Repeat every record exactly, but keep images out of the copy.

·····

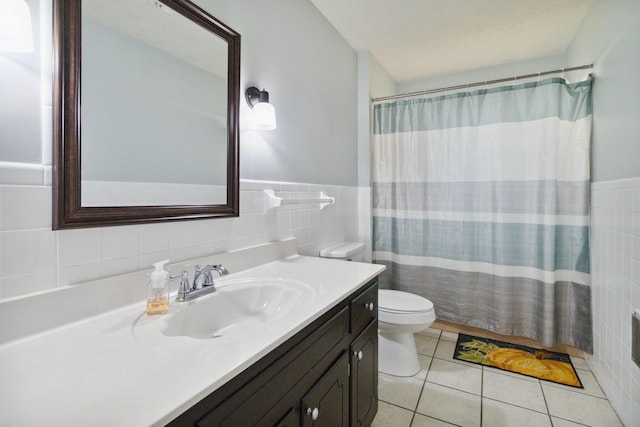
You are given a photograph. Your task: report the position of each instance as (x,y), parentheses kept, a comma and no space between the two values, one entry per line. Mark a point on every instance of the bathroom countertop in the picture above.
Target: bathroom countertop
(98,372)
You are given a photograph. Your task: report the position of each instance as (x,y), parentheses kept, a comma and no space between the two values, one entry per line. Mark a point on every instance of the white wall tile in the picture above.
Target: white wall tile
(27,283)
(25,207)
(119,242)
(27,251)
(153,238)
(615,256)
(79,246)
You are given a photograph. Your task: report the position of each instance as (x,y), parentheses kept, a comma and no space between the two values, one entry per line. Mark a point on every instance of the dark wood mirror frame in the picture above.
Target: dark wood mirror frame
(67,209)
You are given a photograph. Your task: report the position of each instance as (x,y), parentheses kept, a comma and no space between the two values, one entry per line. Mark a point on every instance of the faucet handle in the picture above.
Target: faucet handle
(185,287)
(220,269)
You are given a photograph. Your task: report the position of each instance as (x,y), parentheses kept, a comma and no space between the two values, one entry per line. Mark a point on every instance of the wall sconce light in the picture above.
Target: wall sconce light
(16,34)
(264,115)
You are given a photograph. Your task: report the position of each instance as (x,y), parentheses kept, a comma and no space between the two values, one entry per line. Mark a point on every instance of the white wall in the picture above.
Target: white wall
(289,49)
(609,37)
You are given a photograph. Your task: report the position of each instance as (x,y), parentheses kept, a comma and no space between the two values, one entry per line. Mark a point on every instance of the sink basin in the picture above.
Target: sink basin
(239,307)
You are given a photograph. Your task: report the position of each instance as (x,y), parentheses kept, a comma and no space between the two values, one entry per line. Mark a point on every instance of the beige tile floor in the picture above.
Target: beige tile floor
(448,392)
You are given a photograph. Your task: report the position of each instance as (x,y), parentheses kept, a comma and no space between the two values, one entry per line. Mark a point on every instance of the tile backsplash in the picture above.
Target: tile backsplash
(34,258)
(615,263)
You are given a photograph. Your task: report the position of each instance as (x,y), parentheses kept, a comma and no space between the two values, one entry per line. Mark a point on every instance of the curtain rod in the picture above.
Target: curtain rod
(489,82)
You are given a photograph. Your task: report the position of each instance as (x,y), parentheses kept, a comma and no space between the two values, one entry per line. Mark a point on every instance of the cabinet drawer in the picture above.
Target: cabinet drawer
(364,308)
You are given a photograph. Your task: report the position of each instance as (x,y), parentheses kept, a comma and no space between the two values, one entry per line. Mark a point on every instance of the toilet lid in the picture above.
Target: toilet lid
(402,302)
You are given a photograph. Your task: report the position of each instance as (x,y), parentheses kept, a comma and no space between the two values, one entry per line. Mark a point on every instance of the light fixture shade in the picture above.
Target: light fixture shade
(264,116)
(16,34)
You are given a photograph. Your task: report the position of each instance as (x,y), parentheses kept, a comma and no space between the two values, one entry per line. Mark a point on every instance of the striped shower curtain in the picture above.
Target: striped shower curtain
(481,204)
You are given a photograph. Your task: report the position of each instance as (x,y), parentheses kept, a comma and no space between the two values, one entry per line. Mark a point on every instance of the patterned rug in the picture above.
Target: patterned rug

·····

## EXPECTED ANSWER
You are given a photograph. Your task: report the position of each instance as (x,y), parentheses kept, a comma and no space between the two values, one entry per line. Mark a point on every instance of the bathroom countertop in the picture above.
Target: bathroom countertop
(98,372)
You are given a photograph. Your task: report the position of each instance as (x,y), parentheses kept, a comma and no space between the two values, one entry per line. Mark a point on every instance of the white wall tile in the picture above.
Target: white wall tile
(27,283)
(25,207)
(119,242)
(27,251)
(153,238)
(615,256)
(79,246)
You are given a photograph. Your task: report the position of each instance as (x,y), parentheses kept, a comma and no space between the two values, one entry per line. Mark a point on every instance of the dark wood mirror frame in the picture above.
Target: dark wood mirror frame
(67,209)
You are given a photograph. Your task: report the position of each instance as (x,y), parentheses kept, a comma and no space between the two values, one entry per line. Mark a point on every instance of the faucet handle in the picture above.
Target: faucet handle
(185,287)
(220,269)
You are given a photograph. Your task: report the position of each instance as (x,y), parentheses kept, a comma and no space between the two values, one entry per line. Mark a point on every instance of the wall sconce light in the picture above.
Target: wall sconce light
(16,34)
(264,115)
You are given a photograph. Your task: report the position of each instance as (x,y), parentheses kept, a comma and no space between the two values, one entry per line. Mark a point on every instance of the white wall in the picture above.
Target: white wall
(289,49)
(609,37)
You are given a photograph. Your task: report the position of each instance as (x,y), parentheses kept, a comma and no space between the two values, one entry per line. Mark a point on every instance of the sink basin in the picture above.
Target: sink basin
(239,307)
You are given a photograph. Your task: report the position of each instance as (x,y), parentheses kept, a comma and no space between the two values, one entry per line. Mark a point on every instance of the beige tile floor in the picture above.
Target: beige tile floor
(448,392)
You are given a photograph. Your task: report the position of each instance as (x,y), parentheses kept, a comma and no space between the two values, one entry per line. Mark a point on every instance of the tile backsplash in the picture above.
Target: tile backsplash
(34,258)
(615,263)
You are given a photograph. Your task: report the position of each instance as (x,y), parentheses kept, a comma and no space between the two values, one entry per line. Mark a point on every instance of the curtain rod in the picture above.
Target: curtain rod
(489,82)
You are given a photograph. Your task: report the position of each instance as (x,y), parentheses kept, a comma and no space between the two values, one entry per line. Mark a point on every instance of the cabinet drawer in the picture above.
Target: cabinet drawer
(364,308)
You are given a photograph. Your task: report the position of each instance as (x,y), parentheses kept, a comma and no space between the two values, one entry per line. Mark a point on every instance of the toilet lid in the picture above.
Target: toilet lid
(402,302)
You are given a photograph. Your task: report the position of each instance as (x,y), parentheses kept, a comma and no space between the two values, one entry per line. Mark a point on every instance of the light fixture shade in the picture above.
Target: light fixture shade
(264,116)
(16,34)
You are given a photograph. Your task: report the position of each instance as (x,y), parentheses kept, a comma and no space between the two values, one entry per line. Mark a point on every instance of the striped shower curtain in the picture above.
Target: striped shower curtain
(481,204)
You are given a photograph. Your task: report the position of each instance as (x,y), parentheses kept, a comma and no space between the two values, one entry per line. Mark a point on every instance of the patterned rug in the picture above.
Target: patterned rug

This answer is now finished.